[Point placement records]
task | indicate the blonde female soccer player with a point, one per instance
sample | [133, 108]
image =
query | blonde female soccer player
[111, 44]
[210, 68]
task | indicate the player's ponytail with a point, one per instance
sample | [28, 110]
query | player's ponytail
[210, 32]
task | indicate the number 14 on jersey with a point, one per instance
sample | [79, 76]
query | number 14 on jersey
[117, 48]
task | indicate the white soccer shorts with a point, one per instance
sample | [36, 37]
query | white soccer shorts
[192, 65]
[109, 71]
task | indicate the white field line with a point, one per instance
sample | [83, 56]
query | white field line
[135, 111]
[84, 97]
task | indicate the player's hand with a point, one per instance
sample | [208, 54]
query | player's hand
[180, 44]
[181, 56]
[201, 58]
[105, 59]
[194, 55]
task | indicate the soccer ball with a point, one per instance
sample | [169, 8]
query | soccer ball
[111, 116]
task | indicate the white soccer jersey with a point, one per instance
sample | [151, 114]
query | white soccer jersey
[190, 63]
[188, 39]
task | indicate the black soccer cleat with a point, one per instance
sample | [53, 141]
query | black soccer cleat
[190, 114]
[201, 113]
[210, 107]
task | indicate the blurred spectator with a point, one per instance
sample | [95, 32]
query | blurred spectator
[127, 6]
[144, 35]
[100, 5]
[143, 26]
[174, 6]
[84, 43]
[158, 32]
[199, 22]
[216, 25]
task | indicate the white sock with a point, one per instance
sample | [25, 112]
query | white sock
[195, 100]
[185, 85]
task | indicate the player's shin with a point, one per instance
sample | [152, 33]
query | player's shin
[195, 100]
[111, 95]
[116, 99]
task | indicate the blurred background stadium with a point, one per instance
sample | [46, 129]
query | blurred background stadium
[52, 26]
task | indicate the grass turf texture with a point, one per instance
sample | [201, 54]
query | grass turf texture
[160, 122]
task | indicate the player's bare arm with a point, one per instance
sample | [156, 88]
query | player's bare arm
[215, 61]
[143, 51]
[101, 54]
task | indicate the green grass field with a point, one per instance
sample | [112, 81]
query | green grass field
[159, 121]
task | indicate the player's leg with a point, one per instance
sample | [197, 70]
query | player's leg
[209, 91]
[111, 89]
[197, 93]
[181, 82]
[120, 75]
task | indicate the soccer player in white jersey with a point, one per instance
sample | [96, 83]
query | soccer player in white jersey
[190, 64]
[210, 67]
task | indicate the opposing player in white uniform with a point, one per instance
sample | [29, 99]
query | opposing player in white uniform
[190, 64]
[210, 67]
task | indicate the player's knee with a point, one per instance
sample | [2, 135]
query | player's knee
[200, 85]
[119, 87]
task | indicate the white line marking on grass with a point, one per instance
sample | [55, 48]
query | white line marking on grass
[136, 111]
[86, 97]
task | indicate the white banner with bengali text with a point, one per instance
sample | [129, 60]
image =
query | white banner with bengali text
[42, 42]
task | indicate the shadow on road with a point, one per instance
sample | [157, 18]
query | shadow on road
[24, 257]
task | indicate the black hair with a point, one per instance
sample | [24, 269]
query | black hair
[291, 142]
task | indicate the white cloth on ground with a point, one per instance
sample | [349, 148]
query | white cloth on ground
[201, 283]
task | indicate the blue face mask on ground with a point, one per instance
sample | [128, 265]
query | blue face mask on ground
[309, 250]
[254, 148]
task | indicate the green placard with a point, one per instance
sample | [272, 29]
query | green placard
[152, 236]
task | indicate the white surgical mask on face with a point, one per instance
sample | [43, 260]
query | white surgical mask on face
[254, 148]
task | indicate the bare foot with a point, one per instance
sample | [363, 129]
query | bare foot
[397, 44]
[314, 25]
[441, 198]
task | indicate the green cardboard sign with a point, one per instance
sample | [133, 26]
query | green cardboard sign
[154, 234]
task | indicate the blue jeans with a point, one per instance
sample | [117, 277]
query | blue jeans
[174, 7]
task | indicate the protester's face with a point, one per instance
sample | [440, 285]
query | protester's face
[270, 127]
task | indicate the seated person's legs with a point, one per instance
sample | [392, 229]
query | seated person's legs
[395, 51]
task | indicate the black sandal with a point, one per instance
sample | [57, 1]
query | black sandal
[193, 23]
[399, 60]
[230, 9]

Problem to work on -
Return exactly the lines from the one containing "task | indicate the white cloth" through the last line of the records above, both included, and nothing else.

Final result -
task | indicate the white cloth on ground with a point, one per instance
sample | [349, 148]
query | white cloth on ground
[201, 283]
task | indicate the blue face mask on ground with a point, one per instance
sample | [128, 265]
query | blue face mask on ground
[309, 250]
[254, 148]
task | indicate the green placard with a point, one per instance
sample | [272, 29]
query | green placard
[152, 236]
task | indicate the white surgical mask on face with a point, one per instance
sample | [43, 260]
query | white surgical mask on face
[254, 148]
task | indicate the bare foot with a point, one per instance
sample | [363, 129]
query | bare foot
[397, 44]
[314, 25]
[441, 198]
task | indicate the green cardboard sign with a point, one per instance
sample | [133, 26]
query | green cardboard sign
[154, 234]
task | indicate the blue jeans with a point, one per instance
sample | [117, 277]
query | blue jeans
[174, 7]
task | indicate the protester's face with a point, one per instance
sample | [440, 285]
query | protester's face
[270, 127]
task | indicate the seated person's legs with a point, one per instance
sample | [392, 229]
query | seated person's legs
[395, 51]
task | indicate the black sandal with a point, one per instance
sample | [57, 1]
query | black sandal
[193, 23]
[399, 60]
[230, 9]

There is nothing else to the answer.